The nuns then, unlike the monks of Agaune, are not yet living the angelic life, bur rather are looking out in this world, for the signs of Christ's return.

In fact the key image he invokes throughout the rule is that of the wise and foolish virgins in the parable of the bridegroom, who are drowsing while waiting, prepared or otherwise, for the coming of bridegroom; with the wise preparing by cultivating the oil of good works. [9] Indeed the image of the drowsing virgin must have been particularly close to their hearts given the long hours they spent in vigils in the church, for St John of Arles employed a model where the number of psalms said in the Night Office lengthened and shortened with the seasons as the length of time of darkness changed.

An Easter people!

But there is also some important symbolism, I think, in the fact that Caesarius barely mentions Lent (beyond a brief reference to fasting rules) or repentance at all in his Rule; instead he provides a symbolic starting point for the Office, not with Matins and Lauds, as St Benedict does, but rather Terce of Easter Day. [10]

St Benedict, in chapter 8 of the Rule, insisted on Lauds each day being timed to start at daybreak, symbolically the time of the rising of Christ.

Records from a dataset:

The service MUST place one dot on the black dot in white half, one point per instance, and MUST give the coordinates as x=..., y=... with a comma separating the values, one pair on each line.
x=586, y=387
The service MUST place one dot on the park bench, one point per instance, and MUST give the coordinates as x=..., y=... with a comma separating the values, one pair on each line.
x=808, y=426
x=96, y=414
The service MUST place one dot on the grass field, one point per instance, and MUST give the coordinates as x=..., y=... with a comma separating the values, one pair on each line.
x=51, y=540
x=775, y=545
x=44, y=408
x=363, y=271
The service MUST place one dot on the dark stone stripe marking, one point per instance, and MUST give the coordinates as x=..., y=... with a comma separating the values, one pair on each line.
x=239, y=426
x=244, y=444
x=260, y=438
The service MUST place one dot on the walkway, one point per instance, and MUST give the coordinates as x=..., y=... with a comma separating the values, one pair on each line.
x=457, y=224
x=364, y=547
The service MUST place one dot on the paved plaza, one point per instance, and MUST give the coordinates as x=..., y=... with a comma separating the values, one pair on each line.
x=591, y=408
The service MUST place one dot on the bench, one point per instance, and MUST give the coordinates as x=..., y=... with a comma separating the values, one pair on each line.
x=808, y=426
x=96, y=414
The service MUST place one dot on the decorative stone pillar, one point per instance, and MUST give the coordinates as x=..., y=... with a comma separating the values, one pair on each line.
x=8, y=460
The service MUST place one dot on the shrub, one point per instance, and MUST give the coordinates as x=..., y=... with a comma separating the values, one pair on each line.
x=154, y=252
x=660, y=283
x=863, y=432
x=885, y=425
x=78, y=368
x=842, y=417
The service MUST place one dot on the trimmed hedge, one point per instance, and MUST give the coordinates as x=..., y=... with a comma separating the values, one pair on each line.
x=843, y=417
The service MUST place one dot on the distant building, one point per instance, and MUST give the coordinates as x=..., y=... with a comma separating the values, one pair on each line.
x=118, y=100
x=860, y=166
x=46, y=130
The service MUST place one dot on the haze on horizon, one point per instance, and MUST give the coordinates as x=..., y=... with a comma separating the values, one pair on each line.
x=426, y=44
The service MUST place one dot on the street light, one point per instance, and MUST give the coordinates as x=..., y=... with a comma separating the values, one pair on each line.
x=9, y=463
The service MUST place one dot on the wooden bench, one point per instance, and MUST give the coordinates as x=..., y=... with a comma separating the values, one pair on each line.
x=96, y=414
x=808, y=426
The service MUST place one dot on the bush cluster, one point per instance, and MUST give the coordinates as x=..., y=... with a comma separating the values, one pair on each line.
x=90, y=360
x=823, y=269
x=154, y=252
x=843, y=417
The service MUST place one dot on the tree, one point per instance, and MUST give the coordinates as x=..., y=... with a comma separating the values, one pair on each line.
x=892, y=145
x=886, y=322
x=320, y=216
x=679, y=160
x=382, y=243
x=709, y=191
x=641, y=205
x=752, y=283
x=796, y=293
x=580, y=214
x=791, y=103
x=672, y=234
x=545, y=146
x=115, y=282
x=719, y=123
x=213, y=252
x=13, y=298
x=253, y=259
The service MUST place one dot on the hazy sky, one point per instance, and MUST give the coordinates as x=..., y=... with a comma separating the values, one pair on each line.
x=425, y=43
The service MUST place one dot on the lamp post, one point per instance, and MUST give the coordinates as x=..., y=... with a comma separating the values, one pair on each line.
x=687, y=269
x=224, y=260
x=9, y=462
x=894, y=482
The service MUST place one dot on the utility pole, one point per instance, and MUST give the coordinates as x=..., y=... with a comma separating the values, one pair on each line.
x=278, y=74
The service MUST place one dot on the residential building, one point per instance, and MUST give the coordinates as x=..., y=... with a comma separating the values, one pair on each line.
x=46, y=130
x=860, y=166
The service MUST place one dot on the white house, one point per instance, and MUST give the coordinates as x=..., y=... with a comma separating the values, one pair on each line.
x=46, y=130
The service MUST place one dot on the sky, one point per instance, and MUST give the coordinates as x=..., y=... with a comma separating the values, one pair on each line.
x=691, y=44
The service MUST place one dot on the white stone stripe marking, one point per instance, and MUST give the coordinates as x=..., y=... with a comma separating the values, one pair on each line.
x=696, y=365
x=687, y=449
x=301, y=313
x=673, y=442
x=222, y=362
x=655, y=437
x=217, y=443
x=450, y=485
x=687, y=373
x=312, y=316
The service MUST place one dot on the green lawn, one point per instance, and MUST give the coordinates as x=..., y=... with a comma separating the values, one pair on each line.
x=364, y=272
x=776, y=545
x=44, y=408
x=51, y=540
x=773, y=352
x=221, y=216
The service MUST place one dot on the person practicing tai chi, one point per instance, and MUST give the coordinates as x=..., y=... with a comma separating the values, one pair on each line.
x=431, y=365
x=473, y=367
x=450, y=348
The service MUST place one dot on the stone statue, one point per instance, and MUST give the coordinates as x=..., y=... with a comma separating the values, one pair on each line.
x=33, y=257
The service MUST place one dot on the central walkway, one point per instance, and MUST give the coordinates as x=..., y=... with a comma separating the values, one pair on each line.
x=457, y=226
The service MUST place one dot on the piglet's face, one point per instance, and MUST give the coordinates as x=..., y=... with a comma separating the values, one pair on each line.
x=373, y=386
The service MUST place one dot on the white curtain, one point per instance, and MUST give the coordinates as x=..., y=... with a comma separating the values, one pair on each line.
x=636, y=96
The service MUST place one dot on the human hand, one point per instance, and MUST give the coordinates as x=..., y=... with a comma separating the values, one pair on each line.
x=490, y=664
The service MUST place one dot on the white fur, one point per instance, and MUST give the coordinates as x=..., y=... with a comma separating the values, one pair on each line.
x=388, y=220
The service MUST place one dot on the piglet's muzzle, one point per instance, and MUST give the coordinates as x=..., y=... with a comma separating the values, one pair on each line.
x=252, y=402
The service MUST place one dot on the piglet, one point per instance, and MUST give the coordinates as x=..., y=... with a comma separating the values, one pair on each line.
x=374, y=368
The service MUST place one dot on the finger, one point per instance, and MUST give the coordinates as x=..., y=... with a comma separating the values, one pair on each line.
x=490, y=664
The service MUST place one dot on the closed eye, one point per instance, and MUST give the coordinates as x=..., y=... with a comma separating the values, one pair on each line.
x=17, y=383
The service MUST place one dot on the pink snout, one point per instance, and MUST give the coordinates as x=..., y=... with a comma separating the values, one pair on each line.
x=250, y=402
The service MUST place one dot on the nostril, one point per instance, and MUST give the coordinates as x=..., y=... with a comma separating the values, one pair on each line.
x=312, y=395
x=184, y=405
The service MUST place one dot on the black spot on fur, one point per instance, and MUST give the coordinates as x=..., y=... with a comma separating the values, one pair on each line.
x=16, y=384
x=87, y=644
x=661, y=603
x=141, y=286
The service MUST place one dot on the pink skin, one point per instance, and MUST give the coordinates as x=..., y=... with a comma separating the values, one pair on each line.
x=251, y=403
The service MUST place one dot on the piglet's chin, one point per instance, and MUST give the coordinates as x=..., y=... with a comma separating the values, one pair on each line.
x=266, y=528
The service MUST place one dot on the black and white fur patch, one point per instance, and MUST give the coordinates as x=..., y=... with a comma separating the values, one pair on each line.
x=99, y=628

Task to complete:
Please quote the passage on Caesarius's rule for nuns, everything from "In fact the" down to "of darkness changed.".

Result for this task:
In fact the key image he invokes throughout the rule is that of the wise and foolish virgins in the parable of the bridegroom, who are drowsing while waiting, prepared or otherwise, for the coming of bridegroom; with the wise preparing by cultivating the oil of good works. [9] Indeed the image of the drowsing virgin must have been particularly close to their hearts given the long hours they spent in vigils in the church, for St John of Arles employed a model where the number of psalms said in the Night Office lengthened and shortened with the seasons as the length of time of darkness changed.